**PASSAGE TO READ**
- - -

B. Hot-(un)plug related commands

# Hotplug a host vcpu(accel=kvm)
$ device_add host-arm-cpu,id=core4,core-id=4

# Hotplug a vcpu(accel=tcg)
$ device_add cortex-a57-arm-cpu,id=core4,core-id=4

# Delete the vcpu
$ device_del core4

NOTE: I have not tested the current solution with '-device' interface. The use
      is suggested by Igor here[6]. I will test this in coming times but looks
      it should work with existing changes. 


Sample output on guest after boot:

$ cat /sys/devices/system/cpu/possible
0-5
$ cat /sys/devices/system/cpu/present
0-3
$ cat /sys/devices/system/cpu/online
0-1
$ cat /sys/devices/system/cpu/offline
2-5


Sample output on guest after hotplug of vcpu=4:

$ cat /sys/devices/system/cpu/possible
0-5
$ cat /sys/devices/system/cpu/present
0-4
$ cat /sys/devices/system/cpu/online
0-1,4
$ cat /sys/devices/system/cpu/offline
2-3,5

Note: vcpu=4 was explicitly 'onlined' after hot-plug
$ echo 1 > /sys/devices/system/cpu/cpu4/online


Repository:
 (*) QEMU changes for vcpu hotplug could be cloned from below site,
     https://github.com/salil-mehta/qemu.git virt-cpuhp-armv8/rfc-v1

 (*) Guest Kernel changes required to co-work with the QEMU shall be posted soon
     and repo made available at above site.

- - -

**DATASET CONTENT**
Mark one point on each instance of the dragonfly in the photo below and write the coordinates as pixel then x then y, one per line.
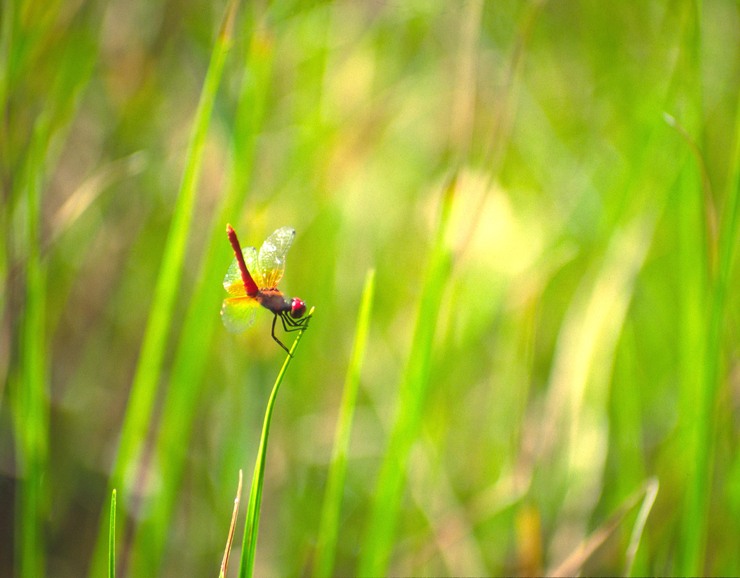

- - -

**LIST OF TASKS**
A – Using the vcpu hotplug text, decide whether each statement agrees with it: (i) the author has tested the current solution with the '-device' interface; (ii) the guest kernel changes have already been posted; (iii) vcpu=4 was brought online explicitly after being hot-plugged. Answer yes or no for each and quote the deciding words of the text.
B – From the vcpu hotplug text, extract the part that begins at the words "# Hotplug a host" and stops after the words "with existing changes.".

**OUTPUTS BY TASK**
A –
(i) No: "I have not tested the current solution with '-device' interface."
(ii) No: "Guest Kernel changes required to co-work with the QEMU shall be posted soon"
(iii) Yes: "vcpu=4 was explicitly 'onlined' after hot-plug"

B –
# Hotplug a host vcpu(accel=kvm)
$ device_add host-arm-cpu,id=core4,core-id=4

# Hotplug a vcpu(accel=tcg)
$ device_add cortex-a57-arm-cpu,id=core4,core-id=4

# Delete the vcpu
$ device_del core4

NOTE: I have not tested the current solution with '-device' interface. The use
      is suggested by Igor here[6]. I will test this in coming times but looks
      it should work with existing changes.